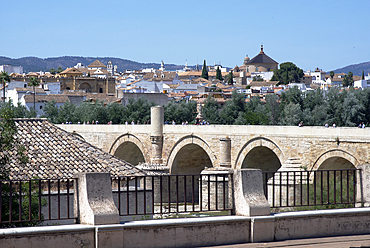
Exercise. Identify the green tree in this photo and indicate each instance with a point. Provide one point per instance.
(4, 78)
(218, 74)
(204, 71)
(34, 82)
(210, 111)
(288, 73)
(348, 80)
(11, 149)
(233, 108)
(292, 115)
(51, 111)
(53, 71)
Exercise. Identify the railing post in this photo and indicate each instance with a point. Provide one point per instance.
(363, 185)
(249, 198)
(93, 199)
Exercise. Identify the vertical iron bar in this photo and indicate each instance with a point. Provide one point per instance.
(193, 191)
(280, 193)
(67, 198)
(185, 193)
(322, 187)
(223, 191)
(341, 186)
(273, 189)
(301, 190)
(287, 188)
(160, 194)
(49, 198)
(294, 189)
(177, 193)
(40, 195)
(201, 192)
(144, 185)
(328, 187)
(314, 188)
(354, 187)
(153, 194)
(20, 201)
(1, 200)
(127, 195)
(308, 188)
(209, 192)
(58, 199)
(10, 201)
(216, 185)
(169, 193)
(29, 200)
(119, 194)
(335, 188)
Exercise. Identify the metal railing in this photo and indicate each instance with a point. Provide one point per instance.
(166, 194)
(35, 201)
(311, 188)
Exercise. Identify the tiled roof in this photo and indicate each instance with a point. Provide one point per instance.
(262, 58)
(97, 64)
(55, 153)
(47, 98)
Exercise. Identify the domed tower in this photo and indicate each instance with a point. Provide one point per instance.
(246, 60)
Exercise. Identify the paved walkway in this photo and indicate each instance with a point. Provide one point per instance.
(356, 241)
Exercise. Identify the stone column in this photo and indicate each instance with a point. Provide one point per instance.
(363, 185)
(225, 152)
(93, 199)
(249, 198)
(156, 137)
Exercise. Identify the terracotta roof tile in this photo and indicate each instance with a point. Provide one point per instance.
(55, 153)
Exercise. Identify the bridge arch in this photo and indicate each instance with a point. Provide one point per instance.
(335, 159)
(129, 148)
(179, 159)
(261, 153)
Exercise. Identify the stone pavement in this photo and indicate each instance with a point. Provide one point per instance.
(354, 241)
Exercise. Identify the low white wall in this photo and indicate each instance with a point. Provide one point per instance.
(195, 231)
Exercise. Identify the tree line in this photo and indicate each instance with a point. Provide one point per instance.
(314, 108)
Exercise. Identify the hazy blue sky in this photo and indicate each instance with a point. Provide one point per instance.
(324, 34)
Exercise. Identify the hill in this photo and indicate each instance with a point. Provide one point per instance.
(37, 64)
(355, 69)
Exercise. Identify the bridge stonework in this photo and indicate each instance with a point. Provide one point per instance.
(189, 149)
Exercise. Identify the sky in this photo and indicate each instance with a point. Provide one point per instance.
(324, 34)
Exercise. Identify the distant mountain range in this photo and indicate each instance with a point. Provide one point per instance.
(37, 64)
(355, 69)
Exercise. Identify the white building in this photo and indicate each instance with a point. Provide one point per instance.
(11, 69)
(318, 76)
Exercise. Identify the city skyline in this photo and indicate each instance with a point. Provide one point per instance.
(313, 34)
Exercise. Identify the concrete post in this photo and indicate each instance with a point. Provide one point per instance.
(249, 198)
(93, 199)
(156, 137)
(225, 152)
(363, 185)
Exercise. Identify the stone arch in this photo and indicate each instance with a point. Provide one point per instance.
(260, 153)
(179, 160)
(335, 159)
(129, 148)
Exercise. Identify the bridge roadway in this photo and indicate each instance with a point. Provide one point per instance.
(187, 149)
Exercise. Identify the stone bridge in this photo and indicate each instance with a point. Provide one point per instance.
(188, 149)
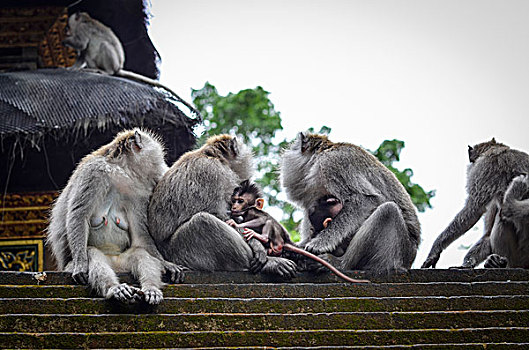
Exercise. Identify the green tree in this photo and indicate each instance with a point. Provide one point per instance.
(250, 114)
(388, 153)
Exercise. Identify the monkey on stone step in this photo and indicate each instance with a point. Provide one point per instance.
(498, 187)
(187, 212)
(98, 48)
(98, 224)
(247, 203)
(377, 229)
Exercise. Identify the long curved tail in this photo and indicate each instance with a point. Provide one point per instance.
(295, 249)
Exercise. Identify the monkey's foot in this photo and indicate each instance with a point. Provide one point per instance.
(495, 261)
(124, 293)
(152, 296)
(175, 272)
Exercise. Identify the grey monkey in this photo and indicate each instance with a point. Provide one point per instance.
(376, 227)
(98, 224)
(98, 48)
(189, 208)
(496, 191)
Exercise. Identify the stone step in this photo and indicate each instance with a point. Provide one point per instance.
(296, 338)
(274, 290)
(195, 277)
(265, 305)
(55, 323)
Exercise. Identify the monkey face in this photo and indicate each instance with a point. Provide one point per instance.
(241, 203)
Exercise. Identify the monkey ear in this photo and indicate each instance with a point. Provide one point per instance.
(326, 222)
(137, 139)
(332, 200)
(234, 145)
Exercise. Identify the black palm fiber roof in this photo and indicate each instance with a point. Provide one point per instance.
(64, 102)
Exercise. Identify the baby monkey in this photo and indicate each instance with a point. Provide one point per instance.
(247, 204)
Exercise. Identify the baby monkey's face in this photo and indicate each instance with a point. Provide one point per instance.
(241, 203)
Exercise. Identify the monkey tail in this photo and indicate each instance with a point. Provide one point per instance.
(295, 249)
(142, 79)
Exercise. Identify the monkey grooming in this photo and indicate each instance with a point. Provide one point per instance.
(247, 204)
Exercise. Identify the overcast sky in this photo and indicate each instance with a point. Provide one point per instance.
(438, 75)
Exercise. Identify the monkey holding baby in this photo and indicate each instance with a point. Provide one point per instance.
(498, 188)
(98, 224)
(187, 212)
(247, 208)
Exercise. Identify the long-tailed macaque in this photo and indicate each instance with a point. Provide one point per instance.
(376, 229)
(187, 213)
(98, 225)
(98, 48)
(498, 189)
(247, 204)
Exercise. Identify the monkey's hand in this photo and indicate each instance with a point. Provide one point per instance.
(495, 261)
(258, 261)
(80, 272)
(249, 234)
(432, 259)
(232, 223)
(321, 245)
(152, 295)
(275, 249)
(280, 266)
(125, 293)
(309, 265)
(173, 271)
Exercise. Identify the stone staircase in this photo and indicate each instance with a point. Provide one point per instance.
(434, 309)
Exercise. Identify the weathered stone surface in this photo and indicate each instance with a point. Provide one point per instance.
(432, 309)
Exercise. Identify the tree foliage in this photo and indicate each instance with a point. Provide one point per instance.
(388, 153)
(250, 114)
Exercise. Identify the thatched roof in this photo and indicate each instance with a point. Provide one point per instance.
(50, 118)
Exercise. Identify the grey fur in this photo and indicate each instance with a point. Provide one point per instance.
(98, 224)
(492, 192)
(189, 206)
(377, 229)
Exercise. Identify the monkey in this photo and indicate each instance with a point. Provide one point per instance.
(496, 190)
(187, 212)
(323, 212)
(98, 224)
(99, 49)
(377, 227)
(247, 203)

+-------+

_PROBLEM STATEMENT:_ Would you transcribe the listing above line by line, exactly, leaving every picture out?

_ANSWER SECTION:_
Exercise. Identify the green tree in this photo and indicate each instance with a point. Provide one point per instance.
(4, 78)
(218, 74)
(204, 71)
(34, 82)
(210, 111)
(288, 73)
(348, 80)
(11, 149)
(233, 108)
(292, 115)
(51, 111)
(53, 71)
Exercise. Identify the railing post in this photo and indicate each instance with a point. Provide one point per instance.
(363, 185)
(249, 198)
(93, 199)
Exercise. Identify the vertical iron bar in this photo and indicate each instance with a point. Provide one point per instance.
(193, 191)
(280, 193)
(67, 198)
(185, 193)
(322, 187)
(223, 191)
(341, 186)
(273, 189)
(301, 190)
(287, 188)
(160, 194)
(49, 198)
(294, 189)
(177, 193)
(40, 195)
(201, 192)
(144, 185)
(328, 187)
(314, 188)
(354, 187)
(153, 194)
(20, 201)
(1, 200)
(127, 195)
(308, 188)
(209, 192)
(58, 199)
(10, 201)
(216, 185)
(169, 193)
(29, 200)
(119, 194)
(335, 188)
Exercise. Identify the metal railing in this photo and indicate each instance with a point. Provide one point per instance.
(166, 194)
(35, 201)
(311, 188)
Exercise. Identify the tiled roof in this photo and indicate each instance with a point. Provide one point per instance.
(262, 58)
(97, 64)
(55, 153)
(47, 98)
Exercise. Identify the domed tower in this photo and indicate each instance with a point. Provide one point per instance.
(246, 60)
Exercise. Identify the paved walkway in this photo and indicate each instance with a point. Provide one point per instance.
(356, 241)
Exercise. Identify the stone column in this photo and indicate each instance with a point. Provide one point per instance.
(363, 185)
(225, 152)
(93, 199)
(249, 198)
(156, 137)
Exercise. Identify the terracotta roof tile in this photo and indicate each instance with a point. Provide one point per instance.
(55, 153)
Exercise. Identify the bridge arch in this photo and indicate each instance with a point. Provide one point per instance.
(335, 159)
(129, 148)
(179, 159)
(261, 153)
Exercise. Identify the stone pavement in this photo and indicate each instance with a point. Provide one point per instance.
(354, 241)
Exercise. Identify the low white wall in this photo and indicate each instance with a point. Provide one point per instance.
(195, 231)
Exercise. Identify the tree line in this photo and indicate each instance with a point. Provide one point per instance.
(314, 108)
Exercise. Identify the hazy blue sky in this photo and indicate each instance with a point. Provide one point per instance.
(324, 34)
Exercise. Identify the hill in this photo and indicate each instance with a point. Provide one point per instance.
(37, 64)
(355, 69)
Exercise. Identify the bridge stonework in this photo and indicate each instance with a point. Provide one point per instance.
(189, 149)
Exercise. Identify the sky in this photo and indicate each instance with a point. Provide one point per instance.
(324, 34)
Exercise. Identify the distant mountain range in this photo and indicate each instance with a point. Provide one point per instance.
(37, 64)
(355, 69)
Exercise. Identify the white building in this photo and indicate each instance with a point. Provide one point per instance.
(11, 69)
(318, 76)
Exercise. Identify the city skyline in this photo and indicate each instance with a point. Provide one point per instance.
(313, 34)
Exercise. Identify the concrete post in this photo and indicate each instance with a point. Provide one point per instance.
(249, 198)
(93, 199)
(156, 137)
(225, 152)
(363, 185)
Exercise. Identify the stone arch in this photo and indicate each instance with a point. Provide one point per instance.
(260, 153)
(179, 160)
(335, 159)
(129, 148)
Exercise. Identify the bridge roadway in this photo and indicate each instance with a point. Provide one point per instance.
(187, 149)
Exercise. Identify the stone bridge in this photo and indicate each instance with a point. Provide one point per instance.
(188, 149)
Exercise. Identify the green tree in this photo and indicate each instance with a point. Provide one point per instance.
(250, 114)
(388, 153)
Exercise. Identify the monkey on stone step in this photo and indicate each instance with a point. Provide one point per instance.
(498, 187)
(187, 212)
(98, 48)
(98, 224)
(247, 203)
(377, 229)
Exercise. Identify the long curved tail in this photo and indicate each instance with a point. Provide one point per instance.
(295, 249)
Exercise. Identify the monkey's foot in this photo and indicate each instance with a point. Provide one point per instance.
(495, 261)
(124, 293)
(152, 296)
(175, 272)
Exercise. Identify the grey monkey in this photo and indicate each instance with a point. Provide one point per instance.
(376, 227)
(98, 224)
(98, 48)
(189, 208)
(496, 191)
Exercise. Identify the stone step in this photo and indicate each instance with a point. Provide one point per instance.
(296, 338)
(274, 290)
(195, 277)
(265, 305)
(55, 323)
Exercise. Identify the monkey face in this photo and indicate each instance with a point. Provide one point per instance.
(241, 203)
Exercise. Identify the monkey ear in this photo and indicate each instance with a point. Provide one point per instance.
(326, 222)
(137, 139)
(332, 200)
(234, 145)
Exercise. Identify the black palm fiber roof in this photo and indicate each instance with a point. Provide one point per instance.
(64, 102)
Exercise. Identify the baby monkey in this photo and indicate each instance with a point. Provide one point per instance.
(247, 204)
Exercise. Identify the baby monkey's face in this photo and indicate each instance with a point. Provide one point per instance.
(241, 203)
Exercise. Identify the monkey tail in this photo and indicate each instance with a point. Provide one point per instance.
(295, 249)
(142, 79)
Exercise. Identify the monkey grooming in this photo and indicate each instance with a point. Provide one point per instance.
(247, 204)
Exercise. Identify the overcast sky in this photo and indicate each instance with a point. Provide one point per instance.
(438, 75)
Exercise. Identify the monkey holding baby in this photo and indicate each instance with a point. Provide one point per instance.
(498, 188)
(98, 224)
(187, 212)
(247, 208)
Exercise. Identify the long-tailed macaque in this photo and indicate each instance with a point. Provide one point per instance.
(376, 229)
(187, 213)
(98, 225)
(98, 48)
(498, 189)
(247, 204)
Exercise. Identify the monkey's hand in this photo and indicate each instance with a point. Provide one point per instance.
(495, 261)
(258, 261)
(80, 272)
(249, 234)
(432, 259)
(232, 223)
(321, 245)
(152, 295)
(275, 249)
(280, 266)
(125, 293)
(309, 265)
(173, 271)
Exercise. Identify the stone staircase in this photo and indicate each instance with a point. Provide one point per instance.
(434, 309)
Exercise. Identify the weathered stone surface in this photo and indicate each instance with a point. Provide one point per instance.
(432, 309)
Exercise. Identify the tree foliage in this photo and indicate each instance with a point. Provide one point per instance.
(388, 153)
(250, 114)
Exercise. Identify the thatched roof in this photo and indicate each instance with a point. Provide one point per instance.
(50, 118)
Exercise. Identify the grey fur in this photo and indicate each instance with a point. Provide one point per instance.
(98, 224)
(492, 192)
(189, 206)
(377, 229)
Exercise. Identify the monkey in this photo and indicate each instance with a point. Provide one point per instance.
(496, 190)
(187, 212)
(323, 212)
(98, 224)
(99, 49)
(377, 227)
(247, 203)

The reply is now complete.